◆ **EXERCISE REQUIREMENTS**
Find each line in the material below that contains the string "white", and copy those lines.
+++ TASK INPUTS
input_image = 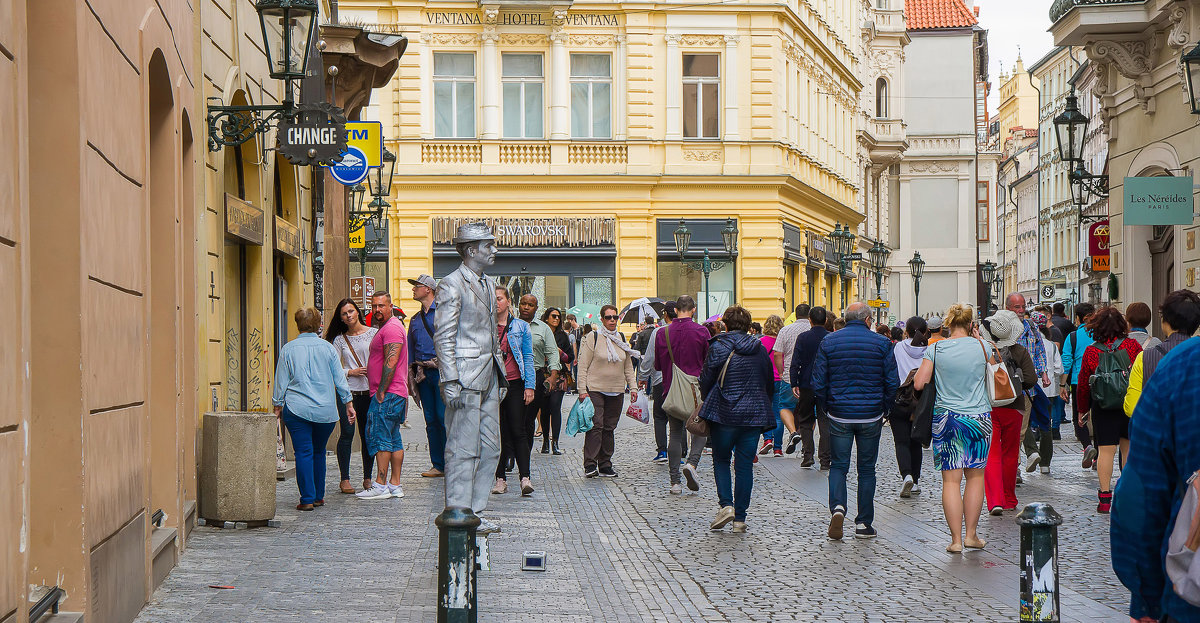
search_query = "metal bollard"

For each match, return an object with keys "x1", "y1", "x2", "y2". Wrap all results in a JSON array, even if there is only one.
[
  {"x1": 433, "y1": 507, "x2": 479, "y2": 623},
  {"x1": 1016, "y1": 502, "x2": 1062, "y2": 623}
]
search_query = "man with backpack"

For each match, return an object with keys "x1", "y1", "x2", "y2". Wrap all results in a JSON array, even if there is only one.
[
  {"x1": 1109, "y1": 336, "x2": 1200, "y2": 623},
  {"x1": 1058, "y1": 302, "x2": 1097, "y2": 469}
]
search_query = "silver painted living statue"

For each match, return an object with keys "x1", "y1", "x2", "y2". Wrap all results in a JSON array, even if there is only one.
[{"x1": 433, "y1": 223, "x2": 508, "y2": 534}]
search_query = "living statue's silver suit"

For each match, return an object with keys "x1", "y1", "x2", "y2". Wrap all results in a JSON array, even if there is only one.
[{"x1": 433, "y1": 223, "x2": 508, "y2": 514}]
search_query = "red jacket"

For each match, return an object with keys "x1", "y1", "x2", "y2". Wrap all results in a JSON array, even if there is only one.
[{"x1": 1075, "y1": 337, "x2": 1141, "y2": 413}]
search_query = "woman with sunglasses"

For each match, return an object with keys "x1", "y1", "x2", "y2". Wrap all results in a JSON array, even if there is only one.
[
  {"x1": 541, "y1": 307, "x2": 575, "y2": 455},
  {"x1": 325, "y1": 299, "x2": 379, "y2": 493},
  {"x1": 578, "y1": 305, "x2": 637, "y2": 478}
]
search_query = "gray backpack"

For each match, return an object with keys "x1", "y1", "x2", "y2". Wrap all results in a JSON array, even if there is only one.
[{"x1": 1165, "y1": 472, "x2": 1200, "y2": 607}]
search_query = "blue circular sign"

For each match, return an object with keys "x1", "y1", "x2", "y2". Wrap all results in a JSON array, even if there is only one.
[{"x1": 329, "y1": 145, "x2": 367, "y2": 186}]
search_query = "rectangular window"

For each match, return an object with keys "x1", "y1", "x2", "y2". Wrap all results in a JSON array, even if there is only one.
[
  {"x1": 571, "y1": 54, "x2": 612, "y2": 138},
  {"x1": 683, "y1": 54, "x2": 721, "y2": 138},
  {"x1": 500, "y1": 54, "x2": 545, "y2": 138},
  {"x1": 976, "y1": 181, "x2": 989, "y2": 242},
  {"x1": 433, "y1": 52, "x2": 475, "y2": 138}
]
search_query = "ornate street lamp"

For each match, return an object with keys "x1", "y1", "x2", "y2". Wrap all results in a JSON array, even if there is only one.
[
  {"x1": 1180, "y1": 43, "x2": 1200, "y2": 115},
  {"x1": 868, "y1": 240, "x2": 892, "y2": 322},
  {"x1": 979, "y1": 259, "x2": 996, "y2": 317},
  {"x1": 1054, "y1": 89, "x2": 1091, "y2": 162},
  {"x1": 674, "y1": 218, "x2": 738, "y2": 315},
  {"x1": 908, "y1": 251, "x2": 925, "y2": 315},
  {"x1": 208, "y1": 0, "x2": 318, "y2": 151}
]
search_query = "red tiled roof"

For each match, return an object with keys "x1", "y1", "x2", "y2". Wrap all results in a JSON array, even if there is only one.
[{"x1": 904, "y1": 0, "x2": 979, "y2": 30}]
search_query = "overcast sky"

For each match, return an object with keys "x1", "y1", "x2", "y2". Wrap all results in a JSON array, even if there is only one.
[{"x1": 976, "y1": 0, "x2": 1054, "y2": 109}]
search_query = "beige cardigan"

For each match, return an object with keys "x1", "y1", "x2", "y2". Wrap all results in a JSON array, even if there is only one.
[{"x1": 578, "y1": 331, "x2": 637, "y2": 394}]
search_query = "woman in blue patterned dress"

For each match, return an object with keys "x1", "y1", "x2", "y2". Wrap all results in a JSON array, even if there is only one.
[{"x1": 913, "y1": 304, "x2": 995, "y2": 553}]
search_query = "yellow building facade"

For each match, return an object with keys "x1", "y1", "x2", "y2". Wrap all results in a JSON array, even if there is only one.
[{"x1": 340, "y1": 0, "x2": 863, "y2": 319}]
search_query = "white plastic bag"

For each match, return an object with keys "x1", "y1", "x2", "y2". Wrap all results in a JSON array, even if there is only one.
[{"x1": 625, "y1": 391, "x2": 650, "y2": 424}]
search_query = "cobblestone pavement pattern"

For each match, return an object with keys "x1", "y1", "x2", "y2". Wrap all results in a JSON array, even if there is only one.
[{"x1": 137, "y1": 400, "x2": 1128, "y2": 623}]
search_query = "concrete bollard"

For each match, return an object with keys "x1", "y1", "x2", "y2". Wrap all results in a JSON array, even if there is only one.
[
  {"x1": 197, "y1": 412, "x2": 276, "y2": 526},
  {"x1": 1016, "y1": 502, "x2": 1062, "y2": 623},
  {"x1": 433, "y1": 507, "x2": 479, "y2": 623}
]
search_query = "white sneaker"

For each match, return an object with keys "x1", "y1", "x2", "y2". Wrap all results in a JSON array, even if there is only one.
[{"x1": 354, "y1": 483, "x2": 391, "y2": 499}]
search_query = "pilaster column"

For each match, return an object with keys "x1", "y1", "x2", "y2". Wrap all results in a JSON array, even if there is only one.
[
  {"x1": 666, "y1": 35, "x2": 683, "y2": 140},
  {"x1": 550, "y1": 8, "x2": 571, "y2": 140},
  {"x1": 479, "y1": 26, "x2": 500, "y2": 139},
  {"x1": 725, "y1": 35, "x2": 740, "y2": 140}
]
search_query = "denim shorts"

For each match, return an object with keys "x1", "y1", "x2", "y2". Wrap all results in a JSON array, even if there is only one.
[
  {"x1": 772, "y1": 381, "x2": 796, "y2": 415},
  {"x1": 367, "y1": 394, "x2": 408, "y2": 455}
]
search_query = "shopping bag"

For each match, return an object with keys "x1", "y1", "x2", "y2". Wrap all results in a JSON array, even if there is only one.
[
  {"x1": 625, "y1": 391, "x2": 650, "y2": 424},
  {"x1": 566, "y1": 399, "x2": 595, "y2": 437}
]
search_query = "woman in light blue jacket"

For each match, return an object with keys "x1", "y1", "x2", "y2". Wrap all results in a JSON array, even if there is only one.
[{"x1": 492, "y1": 286, "x2": 535, "y2": 496}]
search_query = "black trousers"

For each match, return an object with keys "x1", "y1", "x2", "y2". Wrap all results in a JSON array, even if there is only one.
[
  {"x1": 336, "y1": 391, "x2": 374, "y2": 480},
  {"x1": 890, "y1": 417, "x2": 922, "y2": 481},
  {"x1": 496, "y1": 379, "x2": 529, "y2": 480}
]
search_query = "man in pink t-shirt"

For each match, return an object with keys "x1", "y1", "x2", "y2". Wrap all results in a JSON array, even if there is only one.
[{"x1": 356, "y1": 290, "x2": 408, "y2": 499}]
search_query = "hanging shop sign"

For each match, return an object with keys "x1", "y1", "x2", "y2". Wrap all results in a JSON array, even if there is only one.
[
  {"x1": 275, "y1": 103, "x2": 346, "y2": 167},
  {"x1": 275, "y1": 216, "x2": 300, "y2": 259},
  {"x1": 433, "y1": 216, "x2": 617, "y2": 247},
  {"x1": 1087, "y1": 218, "x2": 1109, "y2": 272},
  {"x1": 1124, "y1": 175, "x2": 1195, "y2": 224},
  {"x1": 226, "y1": 193, "x2": 266, "y2": 246}
]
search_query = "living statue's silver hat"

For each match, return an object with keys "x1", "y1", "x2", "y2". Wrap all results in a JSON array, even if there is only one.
[{"x1": 454, "y1": 223, "x2": 496, "y2": 245}]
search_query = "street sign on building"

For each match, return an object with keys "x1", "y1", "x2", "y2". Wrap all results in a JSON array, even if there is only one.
[{"x1": 350, "y1": 276, "x2": 374, "y2": 313}]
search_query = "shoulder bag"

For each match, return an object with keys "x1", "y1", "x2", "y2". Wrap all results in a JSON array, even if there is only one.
[
  {"x1": 691, "y1": 348, "x2": 733, "y2": 437},
  {"x1": 662, "y1": 328, "x2": 700, "y2": 421},
  {"x1": 976, "y1": 340, "x2": 1016, "y2": 408}
]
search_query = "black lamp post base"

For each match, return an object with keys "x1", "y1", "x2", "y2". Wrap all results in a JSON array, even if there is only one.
[{"x1": 433, "y1": 507, "x2": 479, "y2": 623}]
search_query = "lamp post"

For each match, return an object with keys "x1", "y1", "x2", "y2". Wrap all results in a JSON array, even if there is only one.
[
  {"x1": 1180, "y1": 43, "x2": 1200, "y2": 115},
  {"x1": 868, "y1": 240, "x2": 892, "y2": 323},
  {"x1": 674, "y1": 218, "x2": 738, "y2": 317},
  {"x1": 908, "y1": 251, "x2": 925, "y2": 316},
  {"x1": 208, "y1": 0, "x2": 318, "y2": 151},
  {"x1": 979, "y1": 259, "x2": 996, "y2": 318}
]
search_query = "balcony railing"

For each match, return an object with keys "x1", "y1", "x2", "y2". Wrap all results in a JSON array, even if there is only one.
[{"x1": 1050, "y1": 0, "x2": 1146, "y2": 23}]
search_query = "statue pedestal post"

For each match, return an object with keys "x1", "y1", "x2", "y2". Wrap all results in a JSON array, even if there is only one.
[{"x1": 433, "y1": 507, "x2": 479, "y2": 623}]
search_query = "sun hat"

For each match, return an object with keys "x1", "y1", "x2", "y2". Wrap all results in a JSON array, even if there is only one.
[{"x1": 982, "y1": 310, "x2": 1025, "y2": 348}]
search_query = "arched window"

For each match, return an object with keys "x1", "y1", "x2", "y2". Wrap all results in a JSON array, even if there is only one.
[{"x1": 875, "y1": 78, "x2": 888, "y2": 119}]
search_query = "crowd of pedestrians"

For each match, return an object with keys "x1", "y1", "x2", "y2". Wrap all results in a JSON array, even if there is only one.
[{"x1": 265, "y1": 275, "x2": 1200, "y2": 621}]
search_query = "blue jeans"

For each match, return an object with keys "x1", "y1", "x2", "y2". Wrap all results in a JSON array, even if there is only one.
[
  {"x1": 829, "y1": 420, "x2": 883, "y2": 526},
  {"x1": 283, "y1": 405, "x2": 337, "y2": 504},
  {"x1": 416, "y1": 369, "x2": 446, "y2": 472},
  {"x1": 709, "y1": 423, "x2": 762, "y2": 521}
]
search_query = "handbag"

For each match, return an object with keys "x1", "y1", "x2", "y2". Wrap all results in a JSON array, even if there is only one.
[
  {"x1": 662, "y1": 327, "x2": 701, "y2": 421},
  {"x1": 910, "y1": 342, "x2": 937, "y2": 448},
  {"x1": 684, "y1": 349, "x2": 733, "y2": 437},
  {"x1": 977, "y1": 340, "x2": 1016, "y2": 407}
]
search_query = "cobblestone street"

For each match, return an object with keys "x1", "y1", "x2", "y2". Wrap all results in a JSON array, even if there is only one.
[{"x1": 138, "y1": 403, "x2": 1128, "y2": 623}]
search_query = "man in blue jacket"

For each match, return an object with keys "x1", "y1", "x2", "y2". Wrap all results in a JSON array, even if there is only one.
[{"x1": 812, "y1": 302, "x2": 900, "y2": 540}]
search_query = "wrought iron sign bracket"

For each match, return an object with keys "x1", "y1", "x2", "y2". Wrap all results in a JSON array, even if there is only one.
[{"x1": 208, "y1": 97, "x2": 299, "y2": 151}]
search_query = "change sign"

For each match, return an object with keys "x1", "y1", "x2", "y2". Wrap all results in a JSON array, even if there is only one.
[{"x1": 1124, "y1": 176, "x2": 1194, "y2": 224}]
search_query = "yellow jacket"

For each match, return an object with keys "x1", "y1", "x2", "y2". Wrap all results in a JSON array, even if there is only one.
[{"x1": 1124, "y1": 353, "x2": 1142, "y2": 418}]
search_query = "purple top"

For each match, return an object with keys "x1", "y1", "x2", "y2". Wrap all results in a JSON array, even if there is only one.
[{"x1": 654, "y1": 318, "x2": 710, "y2": 396}]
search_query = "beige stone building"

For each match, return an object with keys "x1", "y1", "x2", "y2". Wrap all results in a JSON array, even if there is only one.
[
  {"x1": 0, "y1": 0, "x2": 312, "y2": 623},
  {"x1": 340, "y1": 0, "x2": 863, "y2": 319},
  {"x1": 1050, "y1": 0, "x2": 1200, "y2": 319}
]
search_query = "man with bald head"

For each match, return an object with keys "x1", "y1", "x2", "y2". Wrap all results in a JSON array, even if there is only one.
[
  {"x1": 812, "y1": 302, "x2": 900, "y2": 540},
  {"x1": 1004, "y1": 292, "x2": 1054, "y2": 472}
]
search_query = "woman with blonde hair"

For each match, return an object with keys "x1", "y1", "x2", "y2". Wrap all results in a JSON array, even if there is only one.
[{"x1": 913, "y1": 304, "x2": 997, "y2": 553}]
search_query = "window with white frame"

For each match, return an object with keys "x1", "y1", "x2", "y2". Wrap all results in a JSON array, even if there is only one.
[
  {"x1": 571, "y1": 54, "x2": 612, "y2": 138},
  {"x1": 433, "y1": 52, "x2": 475, "y2": 138},
  {"x1": 500, "y1": 54, "x2": 545, "y2": 138},
  {"x1": 683, "y1": 54, "x2": 721, "y2": 138}
]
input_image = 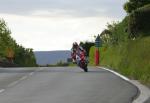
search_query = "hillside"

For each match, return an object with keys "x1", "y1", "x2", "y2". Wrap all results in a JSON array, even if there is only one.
[{"x1": 34, "y1": 50, "x2": 70, "y2": 65}]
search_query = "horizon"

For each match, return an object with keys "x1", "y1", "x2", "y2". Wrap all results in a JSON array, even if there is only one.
[{"x1": 0, "y1": 0, "x2": 126, "y2": 51}]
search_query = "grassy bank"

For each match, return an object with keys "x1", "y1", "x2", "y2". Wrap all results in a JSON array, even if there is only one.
[{"x1": 90, "y1": 37, "x2": 150, "y2": 87}]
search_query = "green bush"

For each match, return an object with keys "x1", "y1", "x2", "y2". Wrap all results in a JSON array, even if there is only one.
[
  {"x1": 90, "y1": 37, "x2": 150, "y2": 87},
  {"x1": 128, "y1": 4, "x2": 150, "y2": 38}
]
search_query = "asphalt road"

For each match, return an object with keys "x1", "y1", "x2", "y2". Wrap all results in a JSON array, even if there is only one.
[{"x1": 0, "y1": 67, "x2": 138, "y2": 103}]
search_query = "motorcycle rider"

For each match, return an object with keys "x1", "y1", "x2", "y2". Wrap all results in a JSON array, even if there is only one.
[{"x1": 71, "y1": 42, "x2": 86, "y2": 66}]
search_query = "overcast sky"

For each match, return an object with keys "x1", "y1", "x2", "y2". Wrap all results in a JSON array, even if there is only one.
[{"x1": 0, "y1": 0, "x2": 127, "y2": 51}]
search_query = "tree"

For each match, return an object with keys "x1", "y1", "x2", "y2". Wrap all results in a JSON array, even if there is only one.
[
  {"x1": 124, "y1": 0, "x2": 150, "y2": 13},
  {"x1": 0, "y1": 19, "x2": 36, "y2": 66}
]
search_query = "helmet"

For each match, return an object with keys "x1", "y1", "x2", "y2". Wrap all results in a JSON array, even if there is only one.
[{"x1": 73, "y1": 42, "x2": 78, "y2": 48}]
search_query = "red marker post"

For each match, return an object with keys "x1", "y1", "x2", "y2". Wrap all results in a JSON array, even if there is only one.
[{"x1": 95, "y1": 35, "x2": 101, "y2": 66}]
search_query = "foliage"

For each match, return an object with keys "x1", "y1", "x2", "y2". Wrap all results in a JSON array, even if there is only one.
[
  {"x1": 124, "y1": 0, "x2": 150, "y2": 13},
  {"x1": 100, "y1": 16, "x2": 128, "y2": 45},
  {"x1": 0, "y1": 19, "x2": 36, "y2": 66},
  {"x1": 90, "y1": 37, "x2": 150, "y2": 87},
  {"x1": 128, "y1": 4, "x2": 150, "y2": 38}
]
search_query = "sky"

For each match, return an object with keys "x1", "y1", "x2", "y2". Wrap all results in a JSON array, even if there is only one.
[{"x1": 0, "y1": 0, "x2": 127, "y2": 51}]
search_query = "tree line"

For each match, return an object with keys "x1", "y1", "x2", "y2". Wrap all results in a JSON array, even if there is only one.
[{"x1": 0, "y1": 19, "x2": 36, "y2": 66}]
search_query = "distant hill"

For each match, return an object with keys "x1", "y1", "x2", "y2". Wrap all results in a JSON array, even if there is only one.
[{"x1": 34, "y1": 50, "x2": 71, "y2": 65}]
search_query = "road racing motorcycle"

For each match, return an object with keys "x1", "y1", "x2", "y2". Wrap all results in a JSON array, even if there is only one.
[{"x1": 76, "y1": 51, "x2": 88, "y2": 72}]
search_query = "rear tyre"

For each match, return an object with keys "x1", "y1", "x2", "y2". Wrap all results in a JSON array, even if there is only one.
[{"x1": 84, "y1": 67, "x2": 88, "y2": 72}]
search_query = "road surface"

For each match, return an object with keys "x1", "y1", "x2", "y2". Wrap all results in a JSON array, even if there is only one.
[{"x1": 0, "y1": 67, "x2": 138, "y2": 103}]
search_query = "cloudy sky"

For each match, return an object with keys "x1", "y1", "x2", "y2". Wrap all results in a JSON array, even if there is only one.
[{"x1": 0, "y1": 0, "x2": 127, "y2": 51}]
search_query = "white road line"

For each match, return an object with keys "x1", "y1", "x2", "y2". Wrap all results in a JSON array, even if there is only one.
[
  {"x1": 29, "y1": 72, "x2": 34, "y2": 76},
  {"x1": 8, "y1": 80, "x2": 19, "y2": 87},
  {"x1": 18, "y1": 76, "x2": 27, "y2": 81},
  {"x1": 98, "y1": 67, "x2": 130, "y2": 81},
  {"x1": 0, "y1": 89, "x2": 5, "y2": 93},
  {"x1": 7, "y1": 76, "x2": 27, "y2": 87}
]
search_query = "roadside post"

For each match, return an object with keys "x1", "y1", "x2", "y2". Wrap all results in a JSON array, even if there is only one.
[
  {"x1": 6, "y1": 48, "x2": 14, "y2": 63},
  {"x1": 95, "y1": 35, "x2": 101, "y2": 66}
]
++++++
◆ **WRITTEN ANSWER**
search_query = "white plastic bag"
search_query = "white sneaker"
search_query = "window with white frame"
search_query = "white road line"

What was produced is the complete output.